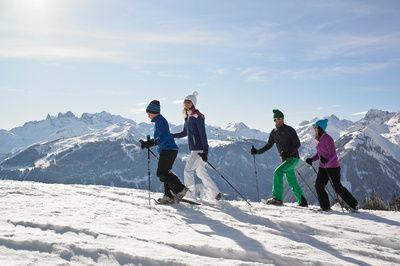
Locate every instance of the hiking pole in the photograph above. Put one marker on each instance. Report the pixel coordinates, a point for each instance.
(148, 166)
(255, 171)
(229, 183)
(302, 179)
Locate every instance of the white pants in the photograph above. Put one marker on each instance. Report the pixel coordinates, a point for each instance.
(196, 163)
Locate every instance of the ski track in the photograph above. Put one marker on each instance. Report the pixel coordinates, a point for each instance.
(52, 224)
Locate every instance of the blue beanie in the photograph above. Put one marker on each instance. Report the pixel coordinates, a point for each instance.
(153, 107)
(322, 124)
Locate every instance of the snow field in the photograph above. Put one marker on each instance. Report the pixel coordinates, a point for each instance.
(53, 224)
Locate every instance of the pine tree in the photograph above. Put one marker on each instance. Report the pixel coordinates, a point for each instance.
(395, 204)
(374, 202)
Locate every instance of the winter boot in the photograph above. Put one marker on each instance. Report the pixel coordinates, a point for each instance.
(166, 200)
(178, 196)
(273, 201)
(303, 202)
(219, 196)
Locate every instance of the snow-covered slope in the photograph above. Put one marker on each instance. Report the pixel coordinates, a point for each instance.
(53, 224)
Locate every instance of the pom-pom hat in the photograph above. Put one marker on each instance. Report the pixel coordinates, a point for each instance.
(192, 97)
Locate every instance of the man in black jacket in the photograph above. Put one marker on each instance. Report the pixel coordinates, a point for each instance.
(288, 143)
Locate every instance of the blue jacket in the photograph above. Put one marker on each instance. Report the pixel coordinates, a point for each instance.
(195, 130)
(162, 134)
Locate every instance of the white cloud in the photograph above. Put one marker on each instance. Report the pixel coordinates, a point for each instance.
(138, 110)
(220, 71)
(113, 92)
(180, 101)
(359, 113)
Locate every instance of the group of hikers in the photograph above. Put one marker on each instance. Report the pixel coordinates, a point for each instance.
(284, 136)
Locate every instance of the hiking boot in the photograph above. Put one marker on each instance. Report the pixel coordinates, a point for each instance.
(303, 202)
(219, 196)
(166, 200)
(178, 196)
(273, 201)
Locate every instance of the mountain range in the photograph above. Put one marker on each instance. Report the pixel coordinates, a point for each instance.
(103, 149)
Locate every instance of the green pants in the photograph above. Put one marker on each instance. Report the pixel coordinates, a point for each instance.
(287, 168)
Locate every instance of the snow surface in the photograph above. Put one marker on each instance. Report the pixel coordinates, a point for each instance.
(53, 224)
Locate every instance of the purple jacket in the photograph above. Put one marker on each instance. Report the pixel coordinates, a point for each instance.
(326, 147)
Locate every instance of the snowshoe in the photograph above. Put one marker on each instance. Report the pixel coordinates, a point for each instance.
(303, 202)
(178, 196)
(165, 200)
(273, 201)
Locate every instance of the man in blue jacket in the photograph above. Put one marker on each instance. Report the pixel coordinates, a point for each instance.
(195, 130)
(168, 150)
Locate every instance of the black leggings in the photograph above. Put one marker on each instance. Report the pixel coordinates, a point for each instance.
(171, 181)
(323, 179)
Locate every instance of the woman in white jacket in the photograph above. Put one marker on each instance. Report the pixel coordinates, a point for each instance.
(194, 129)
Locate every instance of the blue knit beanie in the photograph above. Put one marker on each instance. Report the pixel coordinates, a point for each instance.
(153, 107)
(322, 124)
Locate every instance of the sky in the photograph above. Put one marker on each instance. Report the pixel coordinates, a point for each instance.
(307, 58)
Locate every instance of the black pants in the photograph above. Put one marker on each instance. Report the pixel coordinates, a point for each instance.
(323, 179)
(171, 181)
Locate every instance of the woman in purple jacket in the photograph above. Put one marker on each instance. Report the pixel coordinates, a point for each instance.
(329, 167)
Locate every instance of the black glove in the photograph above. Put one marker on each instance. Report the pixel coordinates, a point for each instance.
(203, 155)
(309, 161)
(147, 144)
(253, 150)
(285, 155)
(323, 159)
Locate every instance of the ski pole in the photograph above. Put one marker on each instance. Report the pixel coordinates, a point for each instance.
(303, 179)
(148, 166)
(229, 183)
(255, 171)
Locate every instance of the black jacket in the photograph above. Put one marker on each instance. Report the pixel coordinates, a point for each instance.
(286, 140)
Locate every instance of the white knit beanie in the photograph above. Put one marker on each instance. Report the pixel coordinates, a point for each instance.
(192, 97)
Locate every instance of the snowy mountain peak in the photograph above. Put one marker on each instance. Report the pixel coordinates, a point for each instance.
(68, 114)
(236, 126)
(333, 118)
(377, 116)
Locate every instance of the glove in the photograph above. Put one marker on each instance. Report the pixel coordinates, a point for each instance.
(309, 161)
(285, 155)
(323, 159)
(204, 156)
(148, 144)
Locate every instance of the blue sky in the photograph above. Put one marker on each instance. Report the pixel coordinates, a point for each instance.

[Direction]
Starting at the line that contains "Locate every instance of the black pants", copy each line exactly through the end of the listing above. Include that first line and the last one, and add nothing.

[Solution below]
Locate every instance of the black pants in the photograph above. Put one marker on each instance. Report the pixel coordinates, a point for each instance.
(323, 179)
(171, 181)
Locate every instance of the woman in purple jacket in the photograph above. Put one marker on each instance. Report the pixel coordinates, a point for each instance.
(329, 167)
Locate every instance of the black glove in the photograph above. Put one marker on each instance. Report the pixel coordinates, a point for each instance.
(203, 155)
(309, 161)
(147, 144)
(253, 150)
(285, 155)
(323, 159)
Locate every instance of the ski pole in the photograph above. Put one marker on each instance. Report the pixel coordinates, a point for each instance.
(303, 179)
(148, 166)
(229, 183)
(255, 171)
Locate every instance of the black jacket in the photograph above. Put one marker on each instance. Report the pixel coordinates, a point for each instance.
(286, 140)
Locate every instance of the white knit beanie in the photograph above. Put one marker on each instance. Report the pixel coordinates, a point for each instance.
(192, 97)
Locate every instance of the snowy mountain peak in the photograph above. Put one marker on each instance. Report the pixel coordinates, a point for each instance.
(68, 114)
(236, 126)
(333, 118)
(377, 116)
Locate every instance of the glove in the photograph above. Put one marker on each instance. Report the pixel coordinates, a point for each instance.
(309, 161)
(285, 155)
(323, 159)
(204, 156)
(148, 144)
Locate every instance of the blue sky in the photograph above. Put one marker on each instance. Report the pixel coordinates, a point for each instance.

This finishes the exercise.